#### ZITIERTER TEXT
'''

Ein Teil des Lokschuppens kann als Ausstellungsfläche für Großexponate dienen. Komplette Loks mit Waggons können hier
präsentiert werden. Ein weiterer Teil des Gebäudes dient, mit fließenden Übergängen zum Museum, als Veranstaltungsfläche.
Das Kesselhaus kann ebenfalls als Museumsfläche oder aber auch als Gastronomie im technischen Ambiente dienen. Von hier aus könnte das „Bebraer Dampfbier“ seinen Weg zu den Feinschmeckern nehmen. Die zughörigen Freiflächen ergänzen das Ensemble für Präsentationen, Ausstellungen und Veranstaltungen im Außenbereich.
Bereits mehrfach fanden die äußerst erfolgreichen und publikumswirksamen „Bebraer Dampftage“ statt. Durch die laufenden Umbauarbeiten an den Bahnsteigen sind sie derzeit ausgesetzt. In Zukunft können sie in idealer Weise um diese Flächen ergänzt werden.

'''

#### AUFGABEN
1. Schreiben Sie den Abschnitt der Auflistung genau ab, der mit ihrer ersten Zeile beginnt und mit der Zeile schließt, die „point(80, 100)“ enthält; beide Endzeilen gehören dazu.
2. Setzen Sie den Text über den Lokschuppen in Bebra im Anschluss an seinen letzten Satz fort.
Der Text über den Lokschuppen in Bebra und die Auflistung sind voneinander getrenntes Material.

#### BEREITGESTELLTES MATERIAL
'''

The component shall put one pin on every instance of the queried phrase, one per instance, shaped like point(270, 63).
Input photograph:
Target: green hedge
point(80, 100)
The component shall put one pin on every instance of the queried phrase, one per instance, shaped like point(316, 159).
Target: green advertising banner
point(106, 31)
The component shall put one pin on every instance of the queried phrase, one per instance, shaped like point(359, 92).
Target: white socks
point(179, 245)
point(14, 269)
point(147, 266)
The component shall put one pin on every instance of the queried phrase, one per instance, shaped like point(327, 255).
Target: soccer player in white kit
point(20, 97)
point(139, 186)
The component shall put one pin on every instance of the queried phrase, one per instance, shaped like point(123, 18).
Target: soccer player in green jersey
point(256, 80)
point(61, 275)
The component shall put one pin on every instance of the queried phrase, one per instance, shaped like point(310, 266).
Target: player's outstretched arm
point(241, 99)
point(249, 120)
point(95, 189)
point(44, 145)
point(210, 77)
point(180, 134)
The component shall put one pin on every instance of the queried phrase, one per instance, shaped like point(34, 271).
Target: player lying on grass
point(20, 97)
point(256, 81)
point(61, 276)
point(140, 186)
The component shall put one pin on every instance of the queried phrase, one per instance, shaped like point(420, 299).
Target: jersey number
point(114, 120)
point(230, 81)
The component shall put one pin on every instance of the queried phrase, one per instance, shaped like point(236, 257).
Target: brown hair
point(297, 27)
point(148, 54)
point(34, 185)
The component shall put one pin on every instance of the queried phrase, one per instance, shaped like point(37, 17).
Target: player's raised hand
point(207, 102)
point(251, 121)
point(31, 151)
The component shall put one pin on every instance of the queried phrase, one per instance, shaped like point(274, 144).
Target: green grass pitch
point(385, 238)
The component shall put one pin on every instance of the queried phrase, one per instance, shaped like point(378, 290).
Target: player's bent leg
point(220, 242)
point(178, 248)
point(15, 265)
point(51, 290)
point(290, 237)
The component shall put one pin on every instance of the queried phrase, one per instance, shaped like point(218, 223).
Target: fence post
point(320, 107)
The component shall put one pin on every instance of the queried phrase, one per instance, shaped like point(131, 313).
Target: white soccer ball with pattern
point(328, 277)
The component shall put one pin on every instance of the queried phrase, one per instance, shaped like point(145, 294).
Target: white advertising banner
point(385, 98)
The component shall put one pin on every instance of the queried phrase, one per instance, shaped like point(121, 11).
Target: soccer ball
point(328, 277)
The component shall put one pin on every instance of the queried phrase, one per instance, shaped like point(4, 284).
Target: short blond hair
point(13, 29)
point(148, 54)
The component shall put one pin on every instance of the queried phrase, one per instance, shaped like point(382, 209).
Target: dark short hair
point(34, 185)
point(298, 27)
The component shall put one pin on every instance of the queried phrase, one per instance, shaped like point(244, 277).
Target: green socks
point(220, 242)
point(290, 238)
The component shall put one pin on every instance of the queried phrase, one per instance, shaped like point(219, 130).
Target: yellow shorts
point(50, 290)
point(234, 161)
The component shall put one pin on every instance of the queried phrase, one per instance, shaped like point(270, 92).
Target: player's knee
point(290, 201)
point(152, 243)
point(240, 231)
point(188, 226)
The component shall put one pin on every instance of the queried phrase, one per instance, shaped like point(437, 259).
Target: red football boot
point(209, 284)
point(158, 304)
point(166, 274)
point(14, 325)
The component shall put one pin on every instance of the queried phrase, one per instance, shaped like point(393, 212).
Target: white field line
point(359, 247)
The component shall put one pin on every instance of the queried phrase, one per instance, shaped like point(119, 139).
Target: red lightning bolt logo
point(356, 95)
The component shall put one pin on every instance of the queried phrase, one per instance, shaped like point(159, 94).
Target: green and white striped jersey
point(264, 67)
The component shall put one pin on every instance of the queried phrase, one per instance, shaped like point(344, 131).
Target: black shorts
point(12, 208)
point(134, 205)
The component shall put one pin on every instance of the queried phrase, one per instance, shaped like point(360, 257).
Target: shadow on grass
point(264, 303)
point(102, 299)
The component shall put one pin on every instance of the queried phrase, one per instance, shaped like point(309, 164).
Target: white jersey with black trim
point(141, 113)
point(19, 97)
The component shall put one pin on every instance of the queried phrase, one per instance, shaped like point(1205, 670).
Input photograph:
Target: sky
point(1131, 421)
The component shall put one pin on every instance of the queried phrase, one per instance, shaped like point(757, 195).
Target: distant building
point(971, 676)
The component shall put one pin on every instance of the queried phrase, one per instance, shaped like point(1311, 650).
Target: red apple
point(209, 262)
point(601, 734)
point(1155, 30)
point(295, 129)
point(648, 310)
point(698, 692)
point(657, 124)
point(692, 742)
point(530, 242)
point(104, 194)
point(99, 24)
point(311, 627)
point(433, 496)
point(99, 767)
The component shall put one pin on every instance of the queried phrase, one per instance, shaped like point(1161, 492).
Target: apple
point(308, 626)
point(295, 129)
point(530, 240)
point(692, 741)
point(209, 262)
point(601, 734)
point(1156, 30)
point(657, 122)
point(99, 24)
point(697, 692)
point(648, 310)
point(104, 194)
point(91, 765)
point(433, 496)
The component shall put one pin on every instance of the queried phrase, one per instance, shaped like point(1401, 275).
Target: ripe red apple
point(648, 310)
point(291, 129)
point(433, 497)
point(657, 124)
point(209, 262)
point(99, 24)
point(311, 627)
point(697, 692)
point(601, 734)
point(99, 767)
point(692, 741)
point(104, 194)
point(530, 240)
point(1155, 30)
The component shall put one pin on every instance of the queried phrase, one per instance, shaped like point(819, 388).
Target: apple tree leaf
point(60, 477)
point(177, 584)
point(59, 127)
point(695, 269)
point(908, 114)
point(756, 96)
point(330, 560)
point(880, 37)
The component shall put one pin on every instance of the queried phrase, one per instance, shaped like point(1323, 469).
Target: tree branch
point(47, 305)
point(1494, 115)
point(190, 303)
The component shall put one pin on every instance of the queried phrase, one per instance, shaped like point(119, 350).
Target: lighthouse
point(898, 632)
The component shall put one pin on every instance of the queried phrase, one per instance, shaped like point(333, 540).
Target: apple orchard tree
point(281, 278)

'''

#### LÖSUNGEN IN REIHENFOLGE
1.
The component shall put one pin on every instance of the queried phrase, one per instance, shaped like point(270, 63).
Input photograph:
Target: green hedge
point(80, 100)

2.
Ausstellungsflächen
In den Jahren der deutschen Teilung war Bebra einer der wesentlichen Grenzübergangsbahnhöfe für Interzonenzüge in die DDR, Transit- und Militärzüge der Westmächte nach West-Berlin und selbstverständlich auch Güterbahnhof für deutsch-deutschen Güterverkehr. In Bebra wurden die Züge der Deutschen Bundesbahn mit Lokwechsel an die Deutsche Reichsbahn übergeben und umgekehrt, hier fand die zollamtliche Überwachung statt, hier war Grenzkontrollstelle, hier war eine der Haupt
Poststellen für den deutsch-deutschen Postverkehr.


Über Bebra wurde 1970 der Sonderzug des damaligen Bundeskanzlers Willy Brandt zum ersten Gipfeltreffen mit dem Ministerratsvorsitzenden der DDR, Willi Stoph, abgewickelt. Auch Stophs Gegenbesuch in Kassel erfolgte über den Grenzbahnhof Bebra. Bebra möchte sich im Rahmen eines Grenz- oder Interzonenmuseums dieser Zeit annehmen und
eine dauerhafte Dokumentation und Ausstellung in den ehemaligen Bahnhofsgebäuden inszenieren.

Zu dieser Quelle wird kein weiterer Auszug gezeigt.